-- ENTRIES PROVIDED start --
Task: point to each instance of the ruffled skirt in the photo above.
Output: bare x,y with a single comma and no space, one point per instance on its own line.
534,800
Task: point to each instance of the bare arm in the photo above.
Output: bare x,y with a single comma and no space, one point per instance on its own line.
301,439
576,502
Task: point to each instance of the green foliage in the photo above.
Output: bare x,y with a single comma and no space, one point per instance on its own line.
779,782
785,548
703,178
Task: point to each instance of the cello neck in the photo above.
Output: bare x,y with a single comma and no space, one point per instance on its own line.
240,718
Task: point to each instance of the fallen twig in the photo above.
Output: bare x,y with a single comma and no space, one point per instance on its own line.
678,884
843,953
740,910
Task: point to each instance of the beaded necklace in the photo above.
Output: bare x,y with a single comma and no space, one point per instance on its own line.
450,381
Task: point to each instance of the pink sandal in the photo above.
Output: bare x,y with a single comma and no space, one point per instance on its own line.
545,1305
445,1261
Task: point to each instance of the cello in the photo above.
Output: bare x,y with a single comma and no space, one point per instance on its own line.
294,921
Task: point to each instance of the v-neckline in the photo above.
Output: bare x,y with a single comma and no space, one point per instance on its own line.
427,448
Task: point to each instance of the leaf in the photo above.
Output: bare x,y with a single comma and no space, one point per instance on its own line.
-- ENTRIES PROVIDED end --
| EXERCISE BRIEF |
Repeat verbatim the part of the items that opens with the line containing "Task: point to each instance of the cello in" and runs through the end of the items, including both ends.

| FINISHED ANSWER |
Task: point to each instance of the cello in the photo above.
Output: bare x,y with a single comma and no space, one point per instance on its own line.
294,921
Task: point to each instance of the v-neckline in the photo above.
Output: bare x,y with a single comma and no space, one point per instance on its own line.
427,448
Task: point to each instance of the leaf in the photo above.
Output: bare x,y with a single comma and no space, one point per instance on its own line.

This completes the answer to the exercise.